Location labeling records
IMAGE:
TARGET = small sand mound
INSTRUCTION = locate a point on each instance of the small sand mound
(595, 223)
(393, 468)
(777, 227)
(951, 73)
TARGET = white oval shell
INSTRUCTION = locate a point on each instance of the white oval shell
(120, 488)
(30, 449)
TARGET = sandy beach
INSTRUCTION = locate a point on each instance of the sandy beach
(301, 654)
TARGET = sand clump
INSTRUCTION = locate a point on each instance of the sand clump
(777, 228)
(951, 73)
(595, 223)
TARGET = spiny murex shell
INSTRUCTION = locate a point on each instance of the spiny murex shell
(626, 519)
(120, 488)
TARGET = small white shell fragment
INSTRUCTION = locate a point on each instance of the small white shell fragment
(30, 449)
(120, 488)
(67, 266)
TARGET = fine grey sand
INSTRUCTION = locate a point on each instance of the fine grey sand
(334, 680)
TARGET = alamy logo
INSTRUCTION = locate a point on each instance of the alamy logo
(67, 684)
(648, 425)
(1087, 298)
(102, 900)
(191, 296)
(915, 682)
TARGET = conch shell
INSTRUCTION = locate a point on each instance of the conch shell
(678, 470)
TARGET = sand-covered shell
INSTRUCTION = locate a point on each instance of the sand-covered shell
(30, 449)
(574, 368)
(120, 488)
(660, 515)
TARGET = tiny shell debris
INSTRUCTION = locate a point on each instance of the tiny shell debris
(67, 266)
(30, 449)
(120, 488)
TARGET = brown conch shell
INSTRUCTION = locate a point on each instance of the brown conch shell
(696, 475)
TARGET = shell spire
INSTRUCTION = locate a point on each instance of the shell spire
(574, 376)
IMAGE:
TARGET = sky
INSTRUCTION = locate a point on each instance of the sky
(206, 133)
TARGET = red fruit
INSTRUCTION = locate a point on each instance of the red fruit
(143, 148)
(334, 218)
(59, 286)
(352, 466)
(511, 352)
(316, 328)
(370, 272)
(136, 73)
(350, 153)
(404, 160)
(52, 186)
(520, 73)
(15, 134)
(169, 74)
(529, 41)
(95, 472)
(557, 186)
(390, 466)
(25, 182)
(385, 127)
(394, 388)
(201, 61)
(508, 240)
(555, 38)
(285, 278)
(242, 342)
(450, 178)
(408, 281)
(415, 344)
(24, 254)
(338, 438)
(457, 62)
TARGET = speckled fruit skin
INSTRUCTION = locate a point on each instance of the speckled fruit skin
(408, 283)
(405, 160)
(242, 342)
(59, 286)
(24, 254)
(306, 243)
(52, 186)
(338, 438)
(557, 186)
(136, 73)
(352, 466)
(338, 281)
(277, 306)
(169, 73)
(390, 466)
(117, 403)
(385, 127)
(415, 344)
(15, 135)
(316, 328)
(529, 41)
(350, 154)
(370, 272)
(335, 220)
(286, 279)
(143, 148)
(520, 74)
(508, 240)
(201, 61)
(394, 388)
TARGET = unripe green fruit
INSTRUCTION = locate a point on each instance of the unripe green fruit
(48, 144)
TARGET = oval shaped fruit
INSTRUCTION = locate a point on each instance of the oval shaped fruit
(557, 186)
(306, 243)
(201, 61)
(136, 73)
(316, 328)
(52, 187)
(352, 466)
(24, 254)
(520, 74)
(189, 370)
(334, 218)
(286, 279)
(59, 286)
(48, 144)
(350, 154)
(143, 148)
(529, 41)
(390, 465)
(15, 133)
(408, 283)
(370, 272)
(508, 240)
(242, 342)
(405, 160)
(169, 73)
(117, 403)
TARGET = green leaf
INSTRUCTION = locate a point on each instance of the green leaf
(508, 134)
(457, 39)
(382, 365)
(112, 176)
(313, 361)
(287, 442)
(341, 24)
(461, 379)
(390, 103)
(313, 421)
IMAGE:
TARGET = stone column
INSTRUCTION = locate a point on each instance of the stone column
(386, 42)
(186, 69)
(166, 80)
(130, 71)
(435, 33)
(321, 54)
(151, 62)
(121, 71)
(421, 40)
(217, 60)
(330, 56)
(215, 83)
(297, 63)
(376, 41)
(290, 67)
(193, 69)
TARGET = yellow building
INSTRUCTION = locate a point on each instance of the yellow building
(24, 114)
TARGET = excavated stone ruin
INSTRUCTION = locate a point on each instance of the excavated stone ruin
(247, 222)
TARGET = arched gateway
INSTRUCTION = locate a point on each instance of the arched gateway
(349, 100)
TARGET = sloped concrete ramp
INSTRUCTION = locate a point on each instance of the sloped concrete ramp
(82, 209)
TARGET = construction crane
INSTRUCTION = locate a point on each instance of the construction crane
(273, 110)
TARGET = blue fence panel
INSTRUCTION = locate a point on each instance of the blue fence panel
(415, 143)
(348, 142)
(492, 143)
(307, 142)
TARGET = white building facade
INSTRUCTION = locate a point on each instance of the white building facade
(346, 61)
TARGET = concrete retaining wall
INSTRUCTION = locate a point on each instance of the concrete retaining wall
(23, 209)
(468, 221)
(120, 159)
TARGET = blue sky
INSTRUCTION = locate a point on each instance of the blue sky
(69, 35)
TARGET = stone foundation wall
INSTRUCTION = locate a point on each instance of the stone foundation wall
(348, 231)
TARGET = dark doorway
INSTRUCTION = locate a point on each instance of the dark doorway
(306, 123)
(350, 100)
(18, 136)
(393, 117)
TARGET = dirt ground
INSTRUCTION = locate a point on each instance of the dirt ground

→ PROBLEM REQUIREMENTS
Convert the lines of the material, from the line containing "TARGET = blue sky" through the end, both included, into a Markdown table with the columns Row and Line, leaving out any blank lines.

→ THE ANSWER
| Row | Line |
|---|---|
| 1 | TARGET = blue sky |
| 2 | INSTRUCTION = locate a point on each instance of the blue sky |
| 3 | (69, 35) |
| 4 | TARGET = stone foundation wall |
| 5 | INSTRUCTION = locate a point on each instance of the stone foundation wall |
| 6 | (348, 231) |
| 7 | TARGET = dark doorway |
| 8 | INSTRUCTION = locate a point on each instance of the dark doorway |
| 9 | (306, 123) |
| 10 | (350, 100) |
| 11 | (18, 136) |
| 12 | (393, 117) |
| 13 | TARGET = dirt ground |
| 14 | INSTRUCTION = locate a point on each instance of the dirt ground |